WHAT YOU WILL DO: Reproduce the lines below word for word, starting at the line that contains "If you could point to the grassy" and continuing through the last line, both ends included. Leave the pictures out.

STORED RECORDS:

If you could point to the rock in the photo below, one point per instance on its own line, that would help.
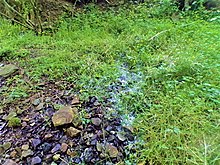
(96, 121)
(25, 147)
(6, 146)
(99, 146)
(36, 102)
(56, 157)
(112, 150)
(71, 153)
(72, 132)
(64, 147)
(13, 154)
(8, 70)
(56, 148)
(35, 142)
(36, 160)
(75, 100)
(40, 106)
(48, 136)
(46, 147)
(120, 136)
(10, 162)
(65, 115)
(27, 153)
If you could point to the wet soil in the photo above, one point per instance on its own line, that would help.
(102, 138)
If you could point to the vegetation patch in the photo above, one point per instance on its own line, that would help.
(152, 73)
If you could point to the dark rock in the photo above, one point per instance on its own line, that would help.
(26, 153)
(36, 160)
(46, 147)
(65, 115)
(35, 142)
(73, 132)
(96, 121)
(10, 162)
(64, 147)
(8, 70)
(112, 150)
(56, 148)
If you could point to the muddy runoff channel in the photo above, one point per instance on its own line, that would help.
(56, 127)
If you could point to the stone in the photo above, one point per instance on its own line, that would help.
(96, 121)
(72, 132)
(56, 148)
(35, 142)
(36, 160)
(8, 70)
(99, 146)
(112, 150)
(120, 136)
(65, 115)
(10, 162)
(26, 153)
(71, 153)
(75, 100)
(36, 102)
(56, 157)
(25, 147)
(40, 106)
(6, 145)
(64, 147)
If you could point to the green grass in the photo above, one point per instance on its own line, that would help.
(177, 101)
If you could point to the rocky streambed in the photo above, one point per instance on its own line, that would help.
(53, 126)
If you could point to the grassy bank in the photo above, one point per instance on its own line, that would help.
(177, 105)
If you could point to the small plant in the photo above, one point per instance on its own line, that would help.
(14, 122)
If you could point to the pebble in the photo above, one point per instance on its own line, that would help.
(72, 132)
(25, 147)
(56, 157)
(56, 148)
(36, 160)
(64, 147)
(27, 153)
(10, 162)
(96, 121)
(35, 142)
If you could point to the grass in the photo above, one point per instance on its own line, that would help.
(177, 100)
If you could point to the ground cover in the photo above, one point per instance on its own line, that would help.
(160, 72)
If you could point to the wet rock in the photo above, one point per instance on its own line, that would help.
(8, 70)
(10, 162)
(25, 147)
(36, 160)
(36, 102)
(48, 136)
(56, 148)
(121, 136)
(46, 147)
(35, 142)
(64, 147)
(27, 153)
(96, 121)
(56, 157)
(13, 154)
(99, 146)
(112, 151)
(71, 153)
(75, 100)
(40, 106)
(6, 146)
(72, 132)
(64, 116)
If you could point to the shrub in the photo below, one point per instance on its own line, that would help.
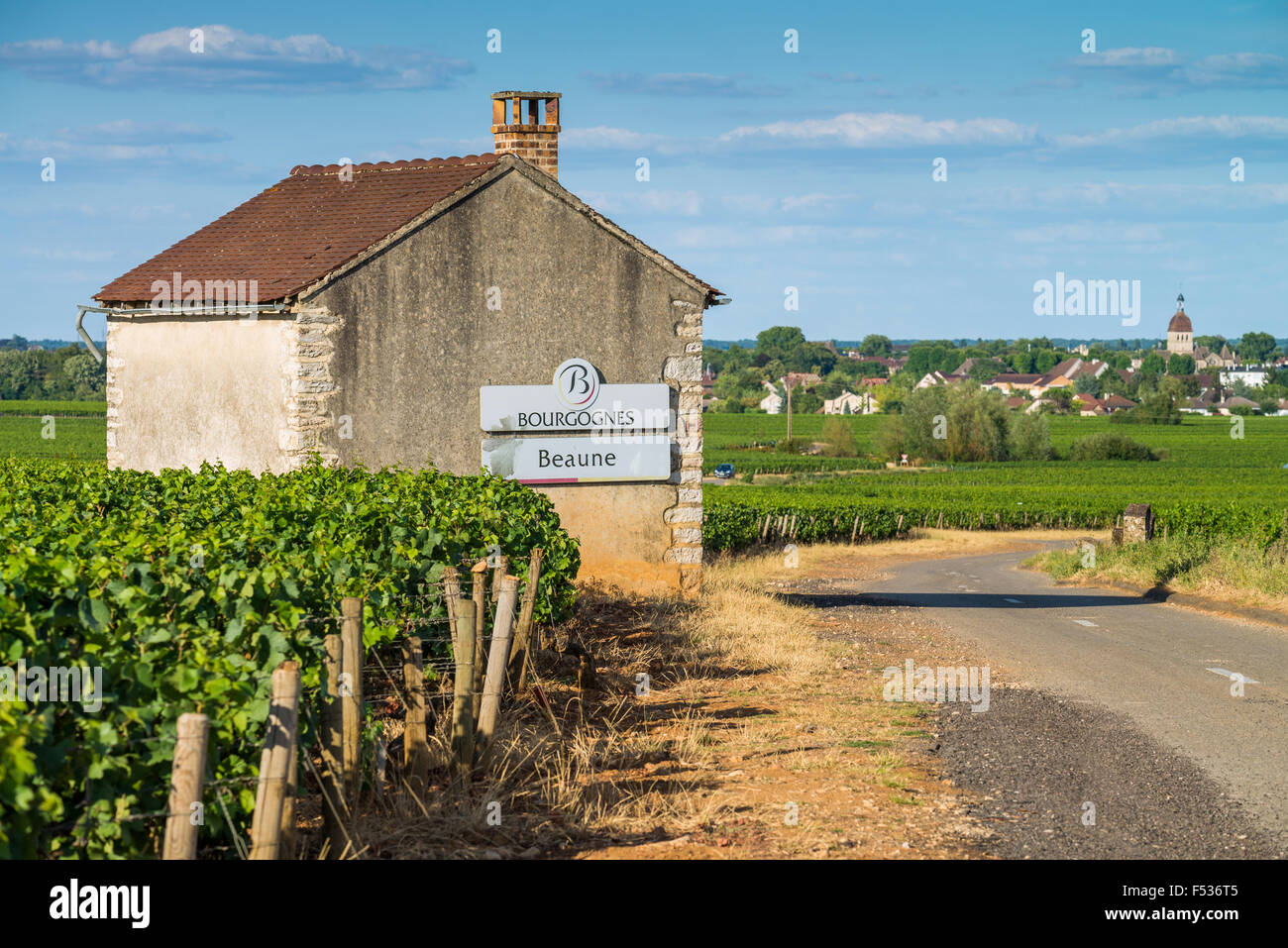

TASK RESPONSE:
If you could point to the grassy bank in the photo above, one point per instance on its own line, that would help.
(177, 105)
If you could point to the small plant in the photo above, one point per instance on its own line, that would help.
(14, 122)
If you could point to the pebble in the photo above, one point per instance on its own line, that would help.
(72, 132)
(25, 147)
(56, 157)
(56, 148)
(36, 160)
(64, 147)
(27, 153)
(10, 162)
(96, 121)
(35, 142)
If you could point to the grass in the photo above, one point per instance on its own line, that would help.
(177, 100)
If you could point to the ground cover in the photo above, one point per instance on its own line, that would help.
(160, 72)
If you could point to the wet rock in the photo above, one point per instance on its own line, that would help.
(8, 70)
(10, 162)
(25, 147)
(36, 160)
(36, 102)
(48, 136)
(56, 148)
(121, 136)
(46, 147)
(35, 142)
(64, 147)
(27, 153)
(96, 121)
(56, 157)
(13, 154)
(99, 146)
(112, 151)
(71, 153)
(75, 100)
(40, 106)
(6, 146)
(72, 132)
(64, 116)
If you could point to the shrub in the photo below, one point per instance on its own line, that would help.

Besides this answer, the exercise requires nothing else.